WRITTEN PROBLEM
State only the number of lines in the records below that contain the string "water".

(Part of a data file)
^^^^^^^^
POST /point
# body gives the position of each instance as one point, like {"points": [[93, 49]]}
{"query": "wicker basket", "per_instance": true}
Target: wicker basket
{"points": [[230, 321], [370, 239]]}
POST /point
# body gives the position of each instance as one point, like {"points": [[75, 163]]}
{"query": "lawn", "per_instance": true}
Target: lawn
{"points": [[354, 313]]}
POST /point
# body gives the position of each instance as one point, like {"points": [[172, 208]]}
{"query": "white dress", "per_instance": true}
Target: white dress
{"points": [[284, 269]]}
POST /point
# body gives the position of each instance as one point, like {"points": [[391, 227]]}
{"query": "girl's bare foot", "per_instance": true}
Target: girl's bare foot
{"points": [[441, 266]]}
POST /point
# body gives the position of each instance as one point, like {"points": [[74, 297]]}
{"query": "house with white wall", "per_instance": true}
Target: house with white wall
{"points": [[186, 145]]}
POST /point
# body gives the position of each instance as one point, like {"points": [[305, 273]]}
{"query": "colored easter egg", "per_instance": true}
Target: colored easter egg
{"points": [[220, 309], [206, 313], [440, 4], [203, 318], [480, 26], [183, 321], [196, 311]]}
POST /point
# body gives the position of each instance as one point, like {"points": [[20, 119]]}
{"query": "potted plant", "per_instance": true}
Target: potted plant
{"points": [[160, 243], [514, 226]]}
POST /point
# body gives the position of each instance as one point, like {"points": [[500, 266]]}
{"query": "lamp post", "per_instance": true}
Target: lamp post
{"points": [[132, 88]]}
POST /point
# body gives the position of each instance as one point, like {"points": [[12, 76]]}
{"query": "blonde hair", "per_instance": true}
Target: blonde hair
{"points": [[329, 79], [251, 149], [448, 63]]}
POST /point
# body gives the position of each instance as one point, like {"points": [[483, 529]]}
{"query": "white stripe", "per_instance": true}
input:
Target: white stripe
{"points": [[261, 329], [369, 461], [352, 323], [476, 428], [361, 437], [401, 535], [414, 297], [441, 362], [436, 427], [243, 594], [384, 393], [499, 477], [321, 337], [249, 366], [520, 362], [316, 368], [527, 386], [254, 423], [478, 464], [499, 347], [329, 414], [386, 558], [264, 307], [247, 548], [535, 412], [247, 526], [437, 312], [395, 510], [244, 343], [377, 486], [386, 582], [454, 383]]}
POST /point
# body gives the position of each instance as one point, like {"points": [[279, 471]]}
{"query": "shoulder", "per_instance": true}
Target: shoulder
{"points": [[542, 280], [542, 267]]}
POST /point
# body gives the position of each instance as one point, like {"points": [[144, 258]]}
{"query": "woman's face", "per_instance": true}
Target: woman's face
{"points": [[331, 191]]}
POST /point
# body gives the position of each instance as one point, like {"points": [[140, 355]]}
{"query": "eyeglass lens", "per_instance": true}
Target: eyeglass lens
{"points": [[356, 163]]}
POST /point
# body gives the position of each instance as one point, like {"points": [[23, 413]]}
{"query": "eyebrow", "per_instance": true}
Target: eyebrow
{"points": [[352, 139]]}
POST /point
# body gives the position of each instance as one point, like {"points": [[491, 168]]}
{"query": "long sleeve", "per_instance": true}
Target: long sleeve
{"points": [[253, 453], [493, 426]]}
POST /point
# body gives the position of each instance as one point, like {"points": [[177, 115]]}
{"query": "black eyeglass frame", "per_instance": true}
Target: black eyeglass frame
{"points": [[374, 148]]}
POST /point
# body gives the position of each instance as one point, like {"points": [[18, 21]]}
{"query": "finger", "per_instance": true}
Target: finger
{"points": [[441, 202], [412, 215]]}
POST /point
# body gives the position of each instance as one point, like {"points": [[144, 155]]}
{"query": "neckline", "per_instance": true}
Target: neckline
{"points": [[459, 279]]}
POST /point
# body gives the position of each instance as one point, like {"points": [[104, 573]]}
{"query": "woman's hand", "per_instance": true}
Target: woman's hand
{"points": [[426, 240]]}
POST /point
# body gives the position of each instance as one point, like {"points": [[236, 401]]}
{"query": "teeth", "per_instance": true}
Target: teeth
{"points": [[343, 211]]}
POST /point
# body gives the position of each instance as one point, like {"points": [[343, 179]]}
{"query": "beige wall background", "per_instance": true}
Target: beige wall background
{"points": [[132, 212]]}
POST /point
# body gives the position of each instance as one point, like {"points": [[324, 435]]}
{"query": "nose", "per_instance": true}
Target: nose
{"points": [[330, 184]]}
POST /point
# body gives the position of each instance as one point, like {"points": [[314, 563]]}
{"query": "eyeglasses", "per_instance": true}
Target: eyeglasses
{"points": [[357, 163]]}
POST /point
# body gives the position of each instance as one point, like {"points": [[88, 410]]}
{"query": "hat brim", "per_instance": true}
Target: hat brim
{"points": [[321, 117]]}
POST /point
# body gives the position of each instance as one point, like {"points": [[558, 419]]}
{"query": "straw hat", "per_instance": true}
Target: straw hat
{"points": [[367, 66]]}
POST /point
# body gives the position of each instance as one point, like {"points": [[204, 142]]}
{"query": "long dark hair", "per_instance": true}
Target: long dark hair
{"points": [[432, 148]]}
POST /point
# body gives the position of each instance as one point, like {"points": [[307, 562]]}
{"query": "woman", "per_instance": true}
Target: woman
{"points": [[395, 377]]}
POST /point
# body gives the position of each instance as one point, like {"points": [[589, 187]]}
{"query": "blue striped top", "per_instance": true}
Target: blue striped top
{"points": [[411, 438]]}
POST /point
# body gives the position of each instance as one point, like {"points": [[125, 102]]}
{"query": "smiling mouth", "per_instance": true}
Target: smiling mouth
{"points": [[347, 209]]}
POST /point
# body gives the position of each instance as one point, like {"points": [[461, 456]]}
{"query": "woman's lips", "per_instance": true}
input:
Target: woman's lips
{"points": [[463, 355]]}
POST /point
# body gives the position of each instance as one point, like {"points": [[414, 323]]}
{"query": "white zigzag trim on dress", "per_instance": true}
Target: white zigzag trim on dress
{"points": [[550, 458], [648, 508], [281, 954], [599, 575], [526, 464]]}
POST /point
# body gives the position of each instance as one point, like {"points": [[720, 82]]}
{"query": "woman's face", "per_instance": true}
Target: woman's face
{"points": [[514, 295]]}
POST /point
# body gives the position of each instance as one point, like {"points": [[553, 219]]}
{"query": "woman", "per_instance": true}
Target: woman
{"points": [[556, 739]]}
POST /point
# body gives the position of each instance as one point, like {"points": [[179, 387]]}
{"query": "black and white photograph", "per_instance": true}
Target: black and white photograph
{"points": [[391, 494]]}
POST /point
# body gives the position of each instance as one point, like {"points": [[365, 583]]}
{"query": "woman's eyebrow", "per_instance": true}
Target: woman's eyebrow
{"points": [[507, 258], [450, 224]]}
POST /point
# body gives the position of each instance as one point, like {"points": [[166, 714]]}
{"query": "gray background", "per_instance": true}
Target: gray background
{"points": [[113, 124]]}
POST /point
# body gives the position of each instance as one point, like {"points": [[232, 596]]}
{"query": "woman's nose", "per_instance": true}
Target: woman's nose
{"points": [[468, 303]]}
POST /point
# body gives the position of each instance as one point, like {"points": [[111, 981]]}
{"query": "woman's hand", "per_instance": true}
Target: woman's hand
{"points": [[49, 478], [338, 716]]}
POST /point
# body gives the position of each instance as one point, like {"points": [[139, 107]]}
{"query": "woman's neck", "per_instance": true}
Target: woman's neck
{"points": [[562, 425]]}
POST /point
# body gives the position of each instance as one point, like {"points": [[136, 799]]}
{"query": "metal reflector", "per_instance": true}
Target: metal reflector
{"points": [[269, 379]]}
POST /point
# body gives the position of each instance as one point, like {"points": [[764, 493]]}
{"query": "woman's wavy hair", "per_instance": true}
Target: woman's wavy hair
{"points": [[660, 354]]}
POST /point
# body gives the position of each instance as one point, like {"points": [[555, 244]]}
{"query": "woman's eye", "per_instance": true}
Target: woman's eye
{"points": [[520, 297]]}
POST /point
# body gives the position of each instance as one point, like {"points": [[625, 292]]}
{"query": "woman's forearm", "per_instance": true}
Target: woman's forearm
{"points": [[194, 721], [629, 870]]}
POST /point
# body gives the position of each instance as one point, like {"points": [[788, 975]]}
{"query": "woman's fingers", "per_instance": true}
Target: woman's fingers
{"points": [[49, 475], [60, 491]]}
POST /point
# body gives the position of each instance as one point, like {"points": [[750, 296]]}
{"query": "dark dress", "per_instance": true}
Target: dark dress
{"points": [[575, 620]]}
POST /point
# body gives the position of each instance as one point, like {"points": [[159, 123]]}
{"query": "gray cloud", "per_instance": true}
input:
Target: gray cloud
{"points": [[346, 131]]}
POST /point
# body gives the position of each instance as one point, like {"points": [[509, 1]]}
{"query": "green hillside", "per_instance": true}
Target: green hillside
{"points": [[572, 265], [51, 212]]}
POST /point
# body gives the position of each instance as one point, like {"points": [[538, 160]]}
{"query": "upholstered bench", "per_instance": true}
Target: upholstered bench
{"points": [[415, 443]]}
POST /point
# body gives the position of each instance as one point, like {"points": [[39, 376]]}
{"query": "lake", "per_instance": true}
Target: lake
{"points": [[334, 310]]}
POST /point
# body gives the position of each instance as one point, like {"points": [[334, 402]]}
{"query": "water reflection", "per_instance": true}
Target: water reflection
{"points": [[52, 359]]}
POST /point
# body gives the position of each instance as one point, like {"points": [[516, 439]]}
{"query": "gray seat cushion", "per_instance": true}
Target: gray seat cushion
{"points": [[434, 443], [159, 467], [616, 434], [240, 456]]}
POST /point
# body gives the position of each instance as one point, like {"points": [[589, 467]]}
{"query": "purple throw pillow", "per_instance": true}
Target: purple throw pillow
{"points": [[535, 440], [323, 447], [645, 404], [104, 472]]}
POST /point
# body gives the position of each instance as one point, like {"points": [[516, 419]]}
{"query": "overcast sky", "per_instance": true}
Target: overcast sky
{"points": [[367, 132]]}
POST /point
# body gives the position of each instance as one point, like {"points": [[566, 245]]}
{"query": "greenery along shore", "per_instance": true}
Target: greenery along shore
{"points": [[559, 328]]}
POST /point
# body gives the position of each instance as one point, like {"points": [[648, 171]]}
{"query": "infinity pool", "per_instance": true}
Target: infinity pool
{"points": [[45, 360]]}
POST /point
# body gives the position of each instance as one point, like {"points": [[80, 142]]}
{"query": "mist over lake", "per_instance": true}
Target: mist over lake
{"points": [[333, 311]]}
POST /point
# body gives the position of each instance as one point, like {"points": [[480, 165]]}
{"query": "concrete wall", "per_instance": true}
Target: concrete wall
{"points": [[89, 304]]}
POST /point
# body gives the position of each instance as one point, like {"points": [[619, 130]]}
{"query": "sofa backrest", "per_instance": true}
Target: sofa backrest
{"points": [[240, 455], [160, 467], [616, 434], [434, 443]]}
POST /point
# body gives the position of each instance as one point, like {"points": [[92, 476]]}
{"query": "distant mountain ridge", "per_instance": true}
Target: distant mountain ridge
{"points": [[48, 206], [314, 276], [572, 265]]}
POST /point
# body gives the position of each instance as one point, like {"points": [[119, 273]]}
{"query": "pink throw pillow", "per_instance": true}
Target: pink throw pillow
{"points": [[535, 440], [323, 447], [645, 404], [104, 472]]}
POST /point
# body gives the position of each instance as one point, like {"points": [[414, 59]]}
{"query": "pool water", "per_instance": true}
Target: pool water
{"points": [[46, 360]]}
^^^^^^^^
RESULT
4